BEGIN READING TEXT

Read Superintelligence: Paths, Dangers, Strategies Online
Authors: Nick Bostrom
Tags: #Science, #Philosophy, #Non-Fiction
The AI path is more difficult to assess. Perhaps it would require a very large research program; perhaps it could be done by a small group. A lone hacker scenario cannot be excluded either. Building a seed AI might require insights and algorithms developed over many decades by the scientific community around the world. But it is possible that the last critical breakthrough idea might come from a single individual or a small group that succeeds in putting everything together. This scenario is less realistic for some AI architectures than others. A system that has a large number of parts that need to be tweaked and tuned to work effectively together, and then painstakingly loaded with custom-made cognitive content, is likely to require a larger project. But if a seed AI could be instantiated as a simple system, one whose construction depends only on getting a few basic principles right, then the feat might be within the reach of a small team or an individual. The likelihood of the final breakthrough being made by a small project increases if most previous progress in the field has been published in the open literature or made available as open source software.

END READING TEXT
BEGIN DATA FOR ANALYSIS

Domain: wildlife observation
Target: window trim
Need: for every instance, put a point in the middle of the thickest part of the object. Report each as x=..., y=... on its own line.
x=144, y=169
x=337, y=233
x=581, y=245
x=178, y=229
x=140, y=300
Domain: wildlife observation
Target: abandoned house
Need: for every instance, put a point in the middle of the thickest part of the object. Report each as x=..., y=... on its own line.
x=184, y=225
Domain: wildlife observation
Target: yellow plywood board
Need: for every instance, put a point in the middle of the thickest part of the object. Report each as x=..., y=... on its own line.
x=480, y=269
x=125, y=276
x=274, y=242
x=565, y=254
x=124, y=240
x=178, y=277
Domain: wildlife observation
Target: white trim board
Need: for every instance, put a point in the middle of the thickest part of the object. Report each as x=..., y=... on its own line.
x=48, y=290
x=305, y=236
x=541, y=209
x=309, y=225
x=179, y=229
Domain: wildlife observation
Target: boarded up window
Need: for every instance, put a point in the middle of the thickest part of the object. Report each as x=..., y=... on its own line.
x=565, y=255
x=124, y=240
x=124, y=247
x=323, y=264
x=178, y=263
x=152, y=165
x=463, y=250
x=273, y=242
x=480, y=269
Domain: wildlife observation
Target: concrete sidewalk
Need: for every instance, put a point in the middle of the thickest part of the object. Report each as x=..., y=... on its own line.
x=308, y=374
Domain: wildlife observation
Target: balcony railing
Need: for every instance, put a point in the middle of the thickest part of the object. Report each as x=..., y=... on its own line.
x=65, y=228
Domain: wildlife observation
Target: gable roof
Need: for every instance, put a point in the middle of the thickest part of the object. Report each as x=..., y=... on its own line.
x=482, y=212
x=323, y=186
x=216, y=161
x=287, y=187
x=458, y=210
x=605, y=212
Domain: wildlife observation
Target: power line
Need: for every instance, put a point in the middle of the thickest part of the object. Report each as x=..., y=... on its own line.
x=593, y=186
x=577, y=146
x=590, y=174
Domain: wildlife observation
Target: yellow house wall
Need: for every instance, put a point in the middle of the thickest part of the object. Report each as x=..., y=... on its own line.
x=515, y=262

END DATA FOR ANALYSIS

Copy out the entire page about the AI path to superintelligence above, word for word, including its title, author, and tag lines.

Read Superintelligence: Paths, Dangers, Strategies Online
Authors: Nick Bostrom
Tags: #Science, #Philosophy, #Non-Fiction
The AI path is more difficult to assess. Perhaps it would require a very large research program; perhaps it could be done by a small group. A lone hacker scenario cannot be excluded either. Building a seed AI might require insights and algorithms developed over many decades by the scientific community around the world. But it is possible that the last critical breakthrough idea might come from a single individual or a small group that succeeds in putting everything together. This scenario is less realistic for some AI architectures than others. A system that has a large number of parts that need to be tweaked and tuned to work effectively together, and then painstakingly loaded with custom-made cognitive content, is likely to require a larger project. But if a seed AI could be instantiated as a simple system, one whose construction depends only on getting a few basic principles right, then the feat might be within the reach of a small team or an individual. The likelihood of the final breakthrough being made by a small project increases if most previous progress in the field has been published in the open literature or made available as open source software.